* EXERCISE
Which lines of the records contain "wooden"? Collect every one of them.

=====

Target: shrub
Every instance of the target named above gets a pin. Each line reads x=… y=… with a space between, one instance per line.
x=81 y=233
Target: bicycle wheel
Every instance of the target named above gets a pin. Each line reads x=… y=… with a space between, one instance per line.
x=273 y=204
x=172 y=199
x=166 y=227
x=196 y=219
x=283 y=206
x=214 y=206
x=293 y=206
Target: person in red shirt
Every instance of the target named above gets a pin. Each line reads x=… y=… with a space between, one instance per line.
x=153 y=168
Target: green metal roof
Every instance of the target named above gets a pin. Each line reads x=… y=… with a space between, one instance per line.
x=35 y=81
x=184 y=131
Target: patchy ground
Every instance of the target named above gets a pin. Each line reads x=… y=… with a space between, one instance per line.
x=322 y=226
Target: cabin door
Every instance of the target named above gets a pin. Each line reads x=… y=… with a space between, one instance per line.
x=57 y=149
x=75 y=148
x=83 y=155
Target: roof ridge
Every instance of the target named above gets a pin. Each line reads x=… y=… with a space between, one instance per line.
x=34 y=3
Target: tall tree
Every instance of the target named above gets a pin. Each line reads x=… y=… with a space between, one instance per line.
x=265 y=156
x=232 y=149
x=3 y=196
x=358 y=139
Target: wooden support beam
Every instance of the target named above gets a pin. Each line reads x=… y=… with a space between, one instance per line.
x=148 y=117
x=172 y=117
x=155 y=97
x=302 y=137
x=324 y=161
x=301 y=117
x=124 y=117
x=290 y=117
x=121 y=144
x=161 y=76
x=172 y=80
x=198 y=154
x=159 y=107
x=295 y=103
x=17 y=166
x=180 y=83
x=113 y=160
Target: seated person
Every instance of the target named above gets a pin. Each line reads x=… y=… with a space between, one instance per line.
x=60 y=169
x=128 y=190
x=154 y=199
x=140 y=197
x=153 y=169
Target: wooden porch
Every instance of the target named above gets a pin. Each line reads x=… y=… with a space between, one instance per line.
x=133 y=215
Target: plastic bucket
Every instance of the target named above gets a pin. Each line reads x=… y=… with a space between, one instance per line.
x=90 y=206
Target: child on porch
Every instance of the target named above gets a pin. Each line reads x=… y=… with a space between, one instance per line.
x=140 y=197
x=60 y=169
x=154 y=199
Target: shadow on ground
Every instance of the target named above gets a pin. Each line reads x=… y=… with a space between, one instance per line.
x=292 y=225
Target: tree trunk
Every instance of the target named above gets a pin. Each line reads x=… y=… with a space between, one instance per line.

=====

* ANSWER BOX
Target: wooden support beam
Target: wooden porch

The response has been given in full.